## BEGIN
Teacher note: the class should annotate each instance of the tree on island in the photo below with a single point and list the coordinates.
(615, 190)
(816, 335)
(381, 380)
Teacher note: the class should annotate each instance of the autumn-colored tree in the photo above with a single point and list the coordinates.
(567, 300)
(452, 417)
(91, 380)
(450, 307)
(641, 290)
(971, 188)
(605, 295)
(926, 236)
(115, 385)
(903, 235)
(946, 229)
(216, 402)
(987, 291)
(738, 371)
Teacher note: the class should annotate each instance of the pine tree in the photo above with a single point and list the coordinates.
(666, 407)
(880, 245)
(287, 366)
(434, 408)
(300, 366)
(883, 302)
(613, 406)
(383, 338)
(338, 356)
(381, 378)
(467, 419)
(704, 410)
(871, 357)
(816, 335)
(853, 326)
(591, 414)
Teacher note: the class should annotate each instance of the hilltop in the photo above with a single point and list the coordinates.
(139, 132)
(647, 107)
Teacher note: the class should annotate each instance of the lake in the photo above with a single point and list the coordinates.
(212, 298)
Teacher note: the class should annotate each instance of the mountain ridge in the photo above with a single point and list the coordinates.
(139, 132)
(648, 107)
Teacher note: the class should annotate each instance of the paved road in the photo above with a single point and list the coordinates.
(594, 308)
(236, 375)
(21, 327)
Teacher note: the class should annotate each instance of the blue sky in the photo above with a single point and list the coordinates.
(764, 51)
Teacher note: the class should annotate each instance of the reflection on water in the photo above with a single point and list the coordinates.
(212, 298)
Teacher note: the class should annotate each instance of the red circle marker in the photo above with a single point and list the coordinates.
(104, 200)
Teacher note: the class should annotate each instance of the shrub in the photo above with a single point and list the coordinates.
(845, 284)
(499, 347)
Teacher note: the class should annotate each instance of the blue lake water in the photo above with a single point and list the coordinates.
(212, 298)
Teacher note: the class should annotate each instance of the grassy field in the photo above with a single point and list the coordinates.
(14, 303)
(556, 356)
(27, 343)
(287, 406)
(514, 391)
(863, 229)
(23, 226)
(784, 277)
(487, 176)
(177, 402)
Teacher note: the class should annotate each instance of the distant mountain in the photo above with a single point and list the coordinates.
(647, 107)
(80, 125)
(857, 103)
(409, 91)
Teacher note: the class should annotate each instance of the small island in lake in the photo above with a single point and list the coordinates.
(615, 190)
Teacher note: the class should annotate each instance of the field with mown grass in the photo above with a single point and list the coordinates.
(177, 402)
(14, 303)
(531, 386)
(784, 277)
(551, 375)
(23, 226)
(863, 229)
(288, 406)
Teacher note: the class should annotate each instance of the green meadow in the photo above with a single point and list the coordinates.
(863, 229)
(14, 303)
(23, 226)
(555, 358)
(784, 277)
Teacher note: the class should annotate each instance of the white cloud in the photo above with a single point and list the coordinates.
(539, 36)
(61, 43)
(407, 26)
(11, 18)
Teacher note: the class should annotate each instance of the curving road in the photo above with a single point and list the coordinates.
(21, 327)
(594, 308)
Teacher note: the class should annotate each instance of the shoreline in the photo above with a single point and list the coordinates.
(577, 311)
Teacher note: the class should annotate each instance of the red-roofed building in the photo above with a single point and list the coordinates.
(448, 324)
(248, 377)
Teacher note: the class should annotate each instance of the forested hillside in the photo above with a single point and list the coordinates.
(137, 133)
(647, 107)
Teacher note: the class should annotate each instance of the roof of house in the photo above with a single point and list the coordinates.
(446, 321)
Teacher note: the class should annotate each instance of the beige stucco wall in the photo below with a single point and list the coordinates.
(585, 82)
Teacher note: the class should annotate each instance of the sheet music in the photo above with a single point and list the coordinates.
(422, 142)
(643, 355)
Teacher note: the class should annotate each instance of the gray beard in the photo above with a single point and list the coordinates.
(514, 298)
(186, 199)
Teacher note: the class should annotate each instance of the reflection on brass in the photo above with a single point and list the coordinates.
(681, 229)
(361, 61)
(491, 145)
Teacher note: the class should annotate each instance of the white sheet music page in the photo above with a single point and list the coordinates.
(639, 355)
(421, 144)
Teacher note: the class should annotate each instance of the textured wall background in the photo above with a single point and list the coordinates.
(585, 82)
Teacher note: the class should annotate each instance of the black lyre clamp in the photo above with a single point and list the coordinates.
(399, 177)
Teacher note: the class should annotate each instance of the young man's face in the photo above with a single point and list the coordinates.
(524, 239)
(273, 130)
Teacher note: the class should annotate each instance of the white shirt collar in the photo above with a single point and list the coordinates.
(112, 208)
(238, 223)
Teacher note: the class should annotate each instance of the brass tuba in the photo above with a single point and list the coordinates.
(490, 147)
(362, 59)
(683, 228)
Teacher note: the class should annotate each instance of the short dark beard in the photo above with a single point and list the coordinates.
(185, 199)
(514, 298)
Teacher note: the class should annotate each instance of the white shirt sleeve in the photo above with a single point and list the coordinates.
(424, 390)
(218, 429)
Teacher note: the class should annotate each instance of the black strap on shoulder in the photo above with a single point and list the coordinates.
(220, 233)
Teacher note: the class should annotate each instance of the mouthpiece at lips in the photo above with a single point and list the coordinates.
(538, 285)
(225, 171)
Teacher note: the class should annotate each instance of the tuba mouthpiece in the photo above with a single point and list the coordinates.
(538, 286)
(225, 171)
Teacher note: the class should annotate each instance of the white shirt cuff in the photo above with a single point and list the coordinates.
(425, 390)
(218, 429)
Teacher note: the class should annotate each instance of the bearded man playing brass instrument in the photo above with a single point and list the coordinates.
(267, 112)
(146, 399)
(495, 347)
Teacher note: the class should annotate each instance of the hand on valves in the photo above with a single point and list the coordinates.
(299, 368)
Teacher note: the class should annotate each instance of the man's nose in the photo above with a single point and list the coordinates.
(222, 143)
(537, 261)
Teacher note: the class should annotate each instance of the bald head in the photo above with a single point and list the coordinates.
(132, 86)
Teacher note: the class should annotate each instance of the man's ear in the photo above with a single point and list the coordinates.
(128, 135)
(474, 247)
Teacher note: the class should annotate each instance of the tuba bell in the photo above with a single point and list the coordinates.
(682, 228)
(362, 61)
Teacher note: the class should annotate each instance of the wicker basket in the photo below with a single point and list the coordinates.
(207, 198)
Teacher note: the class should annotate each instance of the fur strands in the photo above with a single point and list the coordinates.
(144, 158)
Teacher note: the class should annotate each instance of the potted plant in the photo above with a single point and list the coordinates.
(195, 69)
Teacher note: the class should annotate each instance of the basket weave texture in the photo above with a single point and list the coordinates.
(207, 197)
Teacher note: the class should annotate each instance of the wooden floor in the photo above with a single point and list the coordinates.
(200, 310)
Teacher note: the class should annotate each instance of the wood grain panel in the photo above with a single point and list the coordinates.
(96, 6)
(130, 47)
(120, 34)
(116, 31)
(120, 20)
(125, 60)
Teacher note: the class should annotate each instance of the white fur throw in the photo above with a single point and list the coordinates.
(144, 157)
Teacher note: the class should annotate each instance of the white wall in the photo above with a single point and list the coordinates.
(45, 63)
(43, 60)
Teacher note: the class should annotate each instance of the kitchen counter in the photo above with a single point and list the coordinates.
## END
Given request: Transcribe each record exactly. Leave nothing out.

Answer to the problem:
Teacher note: the class should annotate each instance of the tree on island in the photo below with a single point and list the coordinates.
(615, 190)
(816, 335)
(381, 380)
Teacher note: the class should annotate each instance of the autumn-colored tree in the photo above with a single point and list the coordinates.
(567, 300)
(452, 417)
(91, 380)
(450, 307)
(641, 290)
(971, 188)
(605, 295)
(926, 236)
(115, 385)
(903, 235)
(946, 229)
(216, 402)
(987, 291)
(738, 371)
Teacher note: the class should annotate each instance of the pine tree in the photo above with a single point and list the coordinates.
(666, 407)
(880, 245)
(287, 366)
(434, 408)
(300, 366)
(883, 302)
(613, 406)
(383, 338)
(338, 356)
(381, 378)
(467, 419)
(704, 410)
(871, 357)
(816, 335)
(853, 326)
(591, 414)
Teacher note: the class should annotate each instance of the hilltop in the photo above with a single point and list the coordinates.
(139, 132)
(647, 107)
Teacher note: the class should annotate each instance of the lake in the photo above with a single point and list the coordinates.
(212, 298)
Teacher note: the class should annotate each instance of the mountain ridge in the photo above with a single point and list the coordinates.
(139, 132)
(648, 107)
Teacher note: the class should annotate each instance of the paved road in the photo above with a single point and list the coordinates.
(594, 308)
(236, 375)
(21, 327)
Teacher note: the class should annotate each instance of the blue sky in the photo above with a single point and list the coordinates.
(764, 51)
Teacher note: the class should annotate each instance of the reflection on water in the photo above with a single point and list the coordinates.
(212, 298)
Teacher note: the class should annotate each instance of the red circle marker in the photo above with a single point and list the coordinates.
(104, 200)
Teacher note: the class should annotate each instance of the shrub in the photo above with a single point and list the coordinates.
(845, 284)
(499, 347)
Teacher note: the class should annotate each instance of the blue lake water in the photo above with a single point and list the coordinates.
(212, 298)
Teacher note: the class should annotate each instance of the grassy field in the photo above with a single point and list the coordinates.
(14, 303)
(556, 356)
(27, 343)
(287, 406)
(514, 391)
(863, 229)
(23, 226)
(784, 277)
(487, 176)
(177, 402)
Teacher note: the class should annotate each instance of the distant mountain in the photo above with a single point and list the coordinates.
(647, 107)
(80, 125)
(857, 103)
(409, 91)
Teacher note: the class should annotate each instance of the small island in lake in the photo above with a single point and list the coordinates.
(615, 190)
Teacher note: the class should annotate each instance of the field with mown grass in the photo above with a single point and list the coordinates.
(177, 402)
(14, 303)
(531, 386)
(784, 277)
(551, 375)
(23, 226)
(863, 229)
(288, 406)
Teacher note: the class should annotate each instance of the green meadow in the photo above with a single point and list the coordinates.
(863, 229)
(14, 303)
(23, 226)
(555, 358)
(784, 277)
Teacher note: the class should annotate each instance of the white cloud in the photo above with a single point and list the coordinates.
(539, 36)
(61, 43)
(407, 26)
(11, 18)
Teacher note: the class should annotate each instance of the curving road in the photo above with a single point and list the coordinates.
(21, 327)
(594, 308)
Teacher note: the class should annotate each instance of the shoreline in the photo above with a single point and list the coordinates.
(577, 311)
Teacher note: the class should annotate each instance of the red-roofed building in the photo above with a single point and list the coordinates.
(448, 324)
(248, 377)
Teacher note: the class should annotate each instance of the forested hillside in the photo above with a single point and list the coordinates.
(137, 133)
(647, 107)
Teacher note: the class should annotate each instance of the roof of house in the photo above with a single point and list the coordinates.
(446, 321)
Teacher note: the class should annotate each instance of the beige stucco wall in the photo below with a single point and list the coordinates.
(585, 82)
Teacher note: the class should annotate each instance of the sheet music in the photo above with a single point and list the coordinates.
(422, 142)
(643, 355)
Teacher note: the class should annotate each instance of the gray beard in the photo above with a single point and list the coordinates.
(514, 298)
(186, 199)
Teacher note: the class should annotate each instance of the reflection on brass in the photo above with a single point and list the coordinates.
(681, 229)
(361, 61)
(491, 145)
Teacher note: the class should annotate each instance of the white sheet music page in the photo above with a single point and list the coordinates.
(639, 355)
(421, 144)
Teacher note: the class should annotate each instance of the textured wall background in the photo above with a single point and list the coordinates.
(585, 82)
Teacher note: the class should annotate each instance of the black lyre clamp in the photo above with a single point and list the coordinates.
(399, 177)
Teacher note: the class should annotate each instance of the young man's face in the photo above with a single point and list the coordinates.
(524, 239)
(273, 130)
Teacher note: the class should annotate each instance of the white shirt collar in the photo above with a single point and list the coordinates.
(112, 208)
(238, 223)
Teacher note: the class should annotate each instance of the brass tuba in the photo above with a single point and list the coordinates.
(490, 147)
(362, 59)
(683, 228)
Teacher note: the class should annotate each instance of the short dark beard in the photo above with a single point and list the coordinates.
(185, 199)
(514, 298)
Teacher note: the class should annotate each instance of the white shirt sleeve in the photo above with a single point and list the coordinates.
(424, 390)
(218, 429)
Teacher note: the class should annotate each instance of the black strap on shoulder in the photo above with a single point and list the coordinates.
(220, 233)
Teacher note: the class should annotate each instance of the mouthpiece at lips in the photo above with a single point and list the coordinates.
(538, 285)
(225, 171)
Teacher note: the class should annotate each instance of the tuba mouthpiece in the photo above with a single point and list the coordinates.
(538, 286)
(225, 171)
Teacher note: the class should annotate each instance of the white shirt cuff in the photo above with a single point and list the coordinates.
(425, 390)
(218, 429)
Teacher note: the class should annotate each instance of the bearded man playing brass instrument in the photo above with a single point and list the coordinates.
(267, 112)
(146, 399)
(495, 347)
Teacher note: the class should annotate each instance of the hand on valves in the photo above with a single point and list the coordinates.
(299, 368)
Teacher note: the class should annotate each instance of the man's nose in the photo above with a single point and list the coordinates.
(222, 143)
(537, 261)
Teacher note: the class should annotate each instance of the bald head in the photo above with a single point and list the coordinates.
(132, 86)
Teacher note: the class should annotate each instance of the man's ear in the photo above with a single point and list the coordinates.
(128, 135)
(474, 247)
Teacher note: the class should annotate each instance of the tuba bell in the photo above with a single point and list the coordinates.
(682, 228)
(362, 61)
Teacher note: the class should annotate each instance of the wicker basket in the photo below with a single point and list the coordinates.
(207, 198)
Teacher note: the class should annotate each instance of the fur strands in the photo above with a single point and list the coordinates.
(144, 158)
Teacher note: the class should annotate each instance of the potted plant in the photo above with a single point and list the coordinates.
(195, 69)
Teacher note: the class should annotate each instance of the basket weave texture in the photo above with a single point and list the coordinates.
(207, 197)
Teacher note: the class should annotate each instance of the wooden floor in the photo above with a single point and list the coordinates.
(200, 310)
Teacher note: the class should annotate each instance of the wood grain panel in the photo above with a single point and list the coordinates.
(96, 6)
(130, 47)
(120, 34)
(116, 31)
(120, 20)
(125, 60)
Teacher note: the class should annotate each instance of the white fur throw in the photo above with a single point and list the coordinates.
(144, 157)
Teacher note: the class should annotate each instance of the white wall in the photo above with a single point and list the coordinates.
(45, 63)
(43, 60)
Teacher note: the class should annotate each instance of the kitchen counter in the photo above with a single point and list the coordinates.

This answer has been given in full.